What is required: The records below hold pictures; please leave those out and retype the rest exactly.

Raw records:

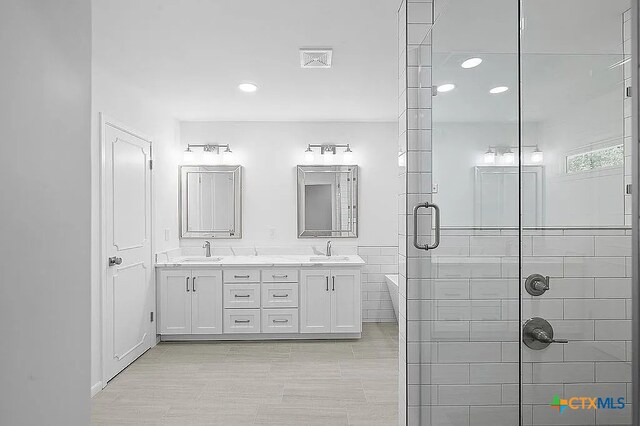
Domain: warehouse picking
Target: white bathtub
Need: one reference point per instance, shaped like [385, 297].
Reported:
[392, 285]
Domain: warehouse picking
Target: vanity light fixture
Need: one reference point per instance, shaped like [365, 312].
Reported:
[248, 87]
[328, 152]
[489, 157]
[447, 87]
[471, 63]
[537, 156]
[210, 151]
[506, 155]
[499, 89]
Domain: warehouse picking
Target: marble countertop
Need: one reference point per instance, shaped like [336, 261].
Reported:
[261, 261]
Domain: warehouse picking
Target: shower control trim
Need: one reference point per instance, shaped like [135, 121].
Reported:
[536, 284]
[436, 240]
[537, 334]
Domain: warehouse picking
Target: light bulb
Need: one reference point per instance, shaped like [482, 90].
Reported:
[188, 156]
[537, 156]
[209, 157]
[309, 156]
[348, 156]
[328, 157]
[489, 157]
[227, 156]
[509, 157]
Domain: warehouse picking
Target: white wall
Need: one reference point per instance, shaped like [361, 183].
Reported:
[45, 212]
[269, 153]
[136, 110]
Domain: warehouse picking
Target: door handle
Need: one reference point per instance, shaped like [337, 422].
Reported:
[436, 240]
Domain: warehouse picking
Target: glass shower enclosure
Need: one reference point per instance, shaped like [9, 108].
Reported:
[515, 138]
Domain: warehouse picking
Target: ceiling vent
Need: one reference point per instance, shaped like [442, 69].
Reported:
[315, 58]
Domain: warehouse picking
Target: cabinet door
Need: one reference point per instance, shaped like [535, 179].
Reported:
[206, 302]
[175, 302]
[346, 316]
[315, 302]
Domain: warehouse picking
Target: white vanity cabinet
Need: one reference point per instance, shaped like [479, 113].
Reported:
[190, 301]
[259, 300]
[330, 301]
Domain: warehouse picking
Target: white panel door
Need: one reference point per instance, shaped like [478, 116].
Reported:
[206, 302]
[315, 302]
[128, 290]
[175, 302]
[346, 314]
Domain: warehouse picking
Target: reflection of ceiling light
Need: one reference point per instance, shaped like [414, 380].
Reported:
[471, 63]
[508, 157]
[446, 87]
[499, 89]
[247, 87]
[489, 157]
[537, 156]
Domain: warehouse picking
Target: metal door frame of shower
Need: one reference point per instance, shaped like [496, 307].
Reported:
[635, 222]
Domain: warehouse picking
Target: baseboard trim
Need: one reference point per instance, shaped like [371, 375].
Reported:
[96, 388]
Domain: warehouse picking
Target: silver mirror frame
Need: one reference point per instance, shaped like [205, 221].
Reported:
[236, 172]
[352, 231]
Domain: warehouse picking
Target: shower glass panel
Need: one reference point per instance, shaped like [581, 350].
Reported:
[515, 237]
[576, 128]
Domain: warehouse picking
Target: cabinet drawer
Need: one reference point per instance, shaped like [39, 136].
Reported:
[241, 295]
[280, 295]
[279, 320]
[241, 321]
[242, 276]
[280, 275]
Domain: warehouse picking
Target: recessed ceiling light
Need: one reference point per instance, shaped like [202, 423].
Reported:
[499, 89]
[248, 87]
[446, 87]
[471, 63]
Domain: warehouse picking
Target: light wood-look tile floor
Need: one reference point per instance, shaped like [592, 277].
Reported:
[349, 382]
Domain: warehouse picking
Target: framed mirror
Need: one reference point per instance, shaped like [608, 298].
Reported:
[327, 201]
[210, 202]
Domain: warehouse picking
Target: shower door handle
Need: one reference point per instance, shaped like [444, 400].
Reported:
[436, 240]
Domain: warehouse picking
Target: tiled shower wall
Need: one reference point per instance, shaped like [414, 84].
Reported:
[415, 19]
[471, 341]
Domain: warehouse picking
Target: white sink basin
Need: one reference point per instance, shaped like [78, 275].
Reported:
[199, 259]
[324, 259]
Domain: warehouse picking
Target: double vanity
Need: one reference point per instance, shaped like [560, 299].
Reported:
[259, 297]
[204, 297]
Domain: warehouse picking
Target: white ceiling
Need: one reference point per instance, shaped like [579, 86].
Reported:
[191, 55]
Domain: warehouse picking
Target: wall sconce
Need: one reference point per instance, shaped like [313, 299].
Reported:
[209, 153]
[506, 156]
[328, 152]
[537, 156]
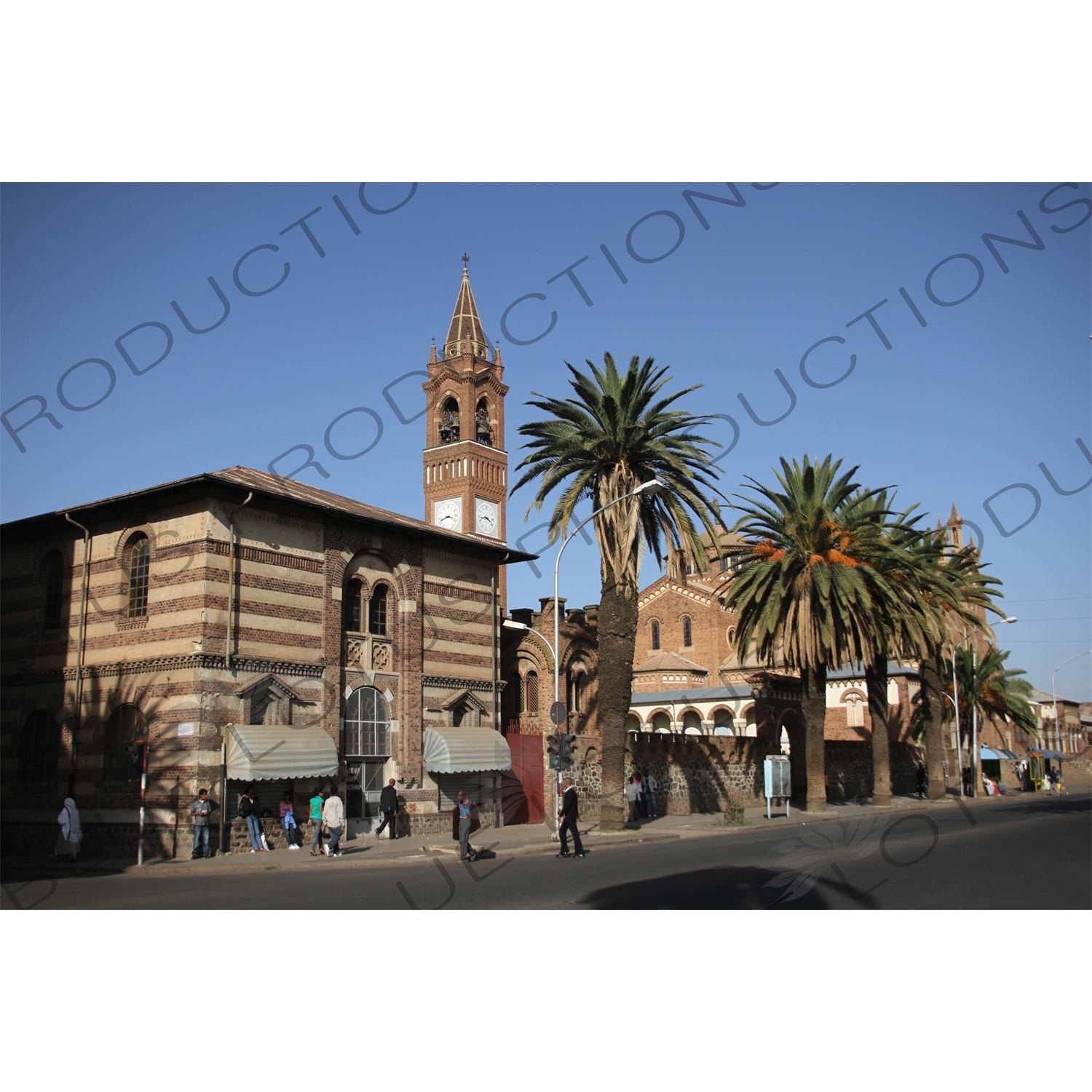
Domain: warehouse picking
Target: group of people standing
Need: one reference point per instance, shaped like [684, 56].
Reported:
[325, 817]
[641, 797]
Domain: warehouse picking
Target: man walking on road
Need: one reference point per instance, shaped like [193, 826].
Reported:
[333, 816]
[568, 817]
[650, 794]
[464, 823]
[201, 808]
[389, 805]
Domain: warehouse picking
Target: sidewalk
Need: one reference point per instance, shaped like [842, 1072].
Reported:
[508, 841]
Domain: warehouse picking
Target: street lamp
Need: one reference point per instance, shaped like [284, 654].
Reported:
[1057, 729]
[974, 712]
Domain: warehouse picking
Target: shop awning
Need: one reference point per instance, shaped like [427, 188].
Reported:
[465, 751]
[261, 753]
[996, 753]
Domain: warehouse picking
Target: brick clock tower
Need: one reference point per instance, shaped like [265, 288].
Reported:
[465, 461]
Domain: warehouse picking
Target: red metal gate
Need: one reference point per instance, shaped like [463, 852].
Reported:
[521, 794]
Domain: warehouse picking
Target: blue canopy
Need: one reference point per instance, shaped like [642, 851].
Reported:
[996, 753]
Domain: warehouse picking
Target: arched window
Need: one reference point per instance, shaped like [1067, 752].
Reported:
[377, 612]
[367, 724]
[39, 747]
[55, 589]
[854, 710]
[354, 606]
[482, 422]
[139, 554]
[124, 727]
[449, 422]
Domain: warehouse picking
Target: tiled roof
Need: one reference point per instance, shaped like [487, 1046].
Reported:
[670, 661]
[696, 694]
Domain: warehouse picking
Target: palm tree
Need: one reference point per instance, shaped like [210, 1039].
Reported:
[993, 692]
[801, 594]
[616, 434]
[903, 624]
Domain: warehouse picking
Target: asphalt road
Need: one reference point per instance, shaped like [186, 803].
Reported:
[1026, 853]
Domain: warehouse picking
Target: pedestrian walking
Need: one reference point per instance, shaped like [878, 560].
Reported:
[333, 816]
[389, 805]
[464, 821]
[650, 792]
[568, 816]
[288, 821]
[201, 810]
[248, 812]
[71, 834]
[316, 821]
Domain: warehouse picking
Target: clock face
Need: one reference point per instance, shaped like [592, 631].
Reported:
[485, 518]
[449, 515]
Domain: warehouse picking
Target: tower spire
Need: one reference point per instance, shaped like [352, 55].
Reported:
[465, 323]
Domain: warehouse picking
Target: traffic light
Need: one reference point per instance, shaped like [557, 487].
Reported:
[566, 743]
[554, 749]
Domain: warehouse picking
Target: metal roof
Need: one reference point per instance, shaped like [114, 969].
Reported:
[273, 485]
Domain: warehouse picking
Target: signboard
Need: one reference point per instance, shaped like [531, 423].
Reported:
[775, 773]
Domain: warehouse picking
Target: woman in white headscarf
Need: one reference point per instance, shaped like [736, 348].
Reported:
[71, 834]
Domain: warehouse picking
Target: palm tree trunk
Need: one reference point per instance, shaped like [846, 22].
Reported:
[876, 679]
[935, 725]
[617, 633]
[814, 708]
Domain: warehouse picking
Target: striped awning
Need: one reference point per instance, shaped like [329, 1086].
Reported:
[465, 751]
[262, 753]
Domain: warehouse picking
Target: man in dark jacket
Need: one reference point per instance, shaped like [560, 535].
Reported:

Task answer:
Domain: warehouse picking
Target: white bathtub
Need: one reference point per instance, shaped like [385, 297].
Reported:
[392, 285]
Domain: warehouse picking
Target: vanity light fixture
Need: one reference point per instance, shaped like [365, 312].
Reported:
[248, 87]
[328, 152]
[489, 157]
[447, 87]
[471, 63]
[537, 156]
[210, 151]
[506, 155]
[499, 89]
Domain: warehouse picking
Target: marble countertop
Need: one reference point per instance, shaped like [336, 261].
Reported:
[261, 261]
Domain: warehouse picking
Target: shower control trim
Need: one reference point per instance, shaped like [135, 121].
Reported:
[536, 284]
[436, 240]
[537, 334]
Domain: warehouse picking
Target: light bulb
Need: one reference point per instance, shaped like [482, 90].
Reported:
[188, 156]
[537, 156]
[209, 157]
[309, 156]
[348, 156]
[328, 157]
[489, 157]
[227, 156]
[509, 157]
Domain: warehouse picking
Target: white wall
Need: one reference point per instance, shaped like [361, 183].
Reported:
[45, 212]
[269, 153]
[136, 110]
Domain: warehouse picking
Target: door handle
Need: one reference point per instance, shaped like [337, 422].
Reported:
[436, 240]
Domain: warehouse picking
Target: glass shower enclosure
Need: one reference point per instance, shaped like [9, 108].
Reported:
[515, 138]
Domain: warehouse picking
Target: ceiling vent
Need: one reference point per instance, shaped like [442, 69].
Reported:
[315, 58]
Domain: warehouse picking
Target: cabinet door
Need: one reference point per instance, shaped like [535, 179].
Reported:
[206, 302]
[175, 302]
[346, 316]
[315, 302]
Domain: warehouse picking
Target: white vanity cabinet
Need: one reference point per instance, shaped like [479, 113].
Reported:
[190, 301]
[259, 300]
[330, 301]
Domain: warehouse picking
Target: white panel door
Need: one reference point per instance, shaped like [478, 116].
Reported:
[206, 302]
[315, 302]
[128, 290]
[175, 302]
[346, 314]
Domain: warehouse picking
Target: reflection of ceiling light
Need: one reference point per instance, shaped like [414, 380].
Reported:
[471, 63]
[508, 157]
[446, 87]
[499, 89]
[247, 87]
[489, 157]
[537, 156]
Domain: warehouse picking
Target: metal door frame of shower
Need: one reference point per instance, shaped like [496, 307].
Reported:
[635, 222]
Domain: warehouse picking
Target: baseboard trim
Need: one reference point per instance, shaped like [371, 375].
Reported:
[96, 388]
Domain: warehouse picking
Target: silver mirror frame
Need: one reference point per instance, shaped like [205, 221].
Reported:
[236, 172]
[352, 231]
Domain: warehouse picking
Target: shower glass panel
Need: one reference point per instance, shaped like [581, 350].
Reported:
[515, 237]
[576, 128]
Domain: warehouse picking
Target: cabinet drawer
Need: one reference point per instance, shaped like [39, 136].
Reported:
[241, 295]
[280, 295]
[279, 320]
[241, 321]
[242, 276]
[280, 275]
Domain: warehouse picking
Target: recessed ceiling light
Need: one reference point per instance, shaped like [202, 423].
Reported:
[499, 89]
[248, 87]
[446, 87]
[471, 63]
Domain: warehouse picking
Target: light wood-look tile floor
Need: one reference point per instance, shaped like [592, 277].
Reported:
[349, 382]
Domain: warehouse picking
Target: framed mirror
Need: one reference point per instance, shaped like [608, 298].
Reported:
[327, 201]
[210, 202]
Domain: warehouse picking
Target: shower door handle
Need: one reference point per instance, shaped like [444, 400].
Reported:
[436, 240]
Domain: warehouse picking
Target: tiled shower wall
Need: one reference point per instance, shaped like [414, 84].
Reported:
[415, 19]
[471, 341]
Domain: warehouse picking
Target: white sink basin
Need: one reference point per instance, shaped like [78, 275].
Reported:
[199, 259]
[324, 259]
Domain: warehouse picking
Target: double vanity
Need: one reference point per instance, shaped like [560, 299].
Reported:
[259, 297]
[204, 297]
Domain: warehouse picking
Target: white ceiling
Need: one reference point per instance, shaped like [579, 86].
Reported:
[191, 55]
Domain: warehouse picking
Target: wall sconce
Need: one reference point per instance, shaped like [313, 299].
Reported:
[209, 153]
[506, 156]
[328, 152]
[537, 156]
Domain: warehouse picking
Target: group of people standing
Need: one reference point per instance, shaped like [684, 56].
Reported:
[325, 817]
[641, 797]
Domain: warehouse picking
Target: man walking on road
Need: one reference point per instance, shaped like [193, 826].
Reported:
[333, 816]
[568, 817]
[650, 794]
[464, 823]
[201, 808]
[389, 805]
Domain: warehouse picking
Target: sidewalk
Need: one reference point per instance, shaped like [842, 1072].
Reported:
[508, 841]
Domain: warehouse picking
Target: street lamp
Need: one reference point per instance, shaped like [284, 654].
Reported:
[1057, 729]
[974, 712]
Domain: warehouse picking
Target: shop awning
Need: one reference point per instance, shaped like [427, 188].
Reported:
[465, 751]
[261, 753]
[996, 753]
Domain: warehouse picking
Target: brick clock tower
Need: one reference point per instance, shaped like [265, 288].
Reported:
[465, 461]
Domain: warehouse picking
Target: red metal gate
Need: one reference point per instance, shaped like [463, 852].
Reported:
[521, 794]
Domain: warehouse picking
Target: blue canopy
Need: one reference point per instance, shaped like [642, 851].
Reported:
[996, 753]
Domain: warehouse picking
Target: arched window
Need: one reference point per instance, shaped like [1067, 752].
Reported:
[377, 612]
[367, 724]
[39, 747]
[55, 589]
[854, 710]
[354, 606]
[482, 422]
[139, 554]
[124, 727]
[449, 422]
Domain: warehouse picking
Target: tiled roof
Need: one reference point per instance, shaped like [487, 1046].
Reported:
[670, 661]
[696, 694]
Domain: warehouse picking
Target: palm tree
Need: one reference point per instance, shaped like [210, 1039].
Reported:
[993, 692]
[801, 594]
[616, 434]
[903, 624]
Domain: warehouse picking
Target: asphalt road
Need: one reference point per instance, shaped like [186, 803].
Reported:
[1026, 853]
Domain: warehouse picking
Target: pedestrian walking
Need: one reference point per instance, shaped like [878, 560].
Reported:
[333, 816]
[389, 805]
[464, 821]
[650, 792]
[568, 816]
[288, 821]
[201, 810]
[248, 812]
[71, 834]
[316, 821]
Domain: warehouse picking
Target: clock face
Need: one reference point per instance, shaped like [592, 631].
Reported:
[485, 518]
[449, 515]
Domain: warehouse picking
Target: tower spire
Need: one reference point per instance, shaped like [352, 55].
Reported:
[465, 323]
Domain: warehouse picking
Target: traffic light
Need: one reference point per instance, shaped like [557, 487].
Reported:
[566, 743]
[554, 749]
Domain: warehouse picking
Target: metal roof
Need: one reference point per instance, shaped like [114, 969].
Reported:
[273, 485]
Domain: warehouse picking
Target: signboard
Need: one reference point per instance, shaped like [531, 423].
Reported:
[775, 773]
Domain: warehouse picking
Target: woman in white headscarf
Need: one reference point per instance, shaped like [736, 348].
Reported:
[71, 834]
Domain: warehouse picking
Target: palm tree trunk
Need: one reference point per instance, shaped like [846, 22].
Reported:
[876, 679]
[935, 725]
[617, 633]
[814, 708]
Domain: warehouse picking
Target: striped awning
Need: one reference point per instance, shaped like [329, 1086].
Reported:
[465, 751]
[262, 753]
Domain: warehouse picking
Target: man in dark jacket
Need: one reference point per instance, shaped like [560, 535].
Reported:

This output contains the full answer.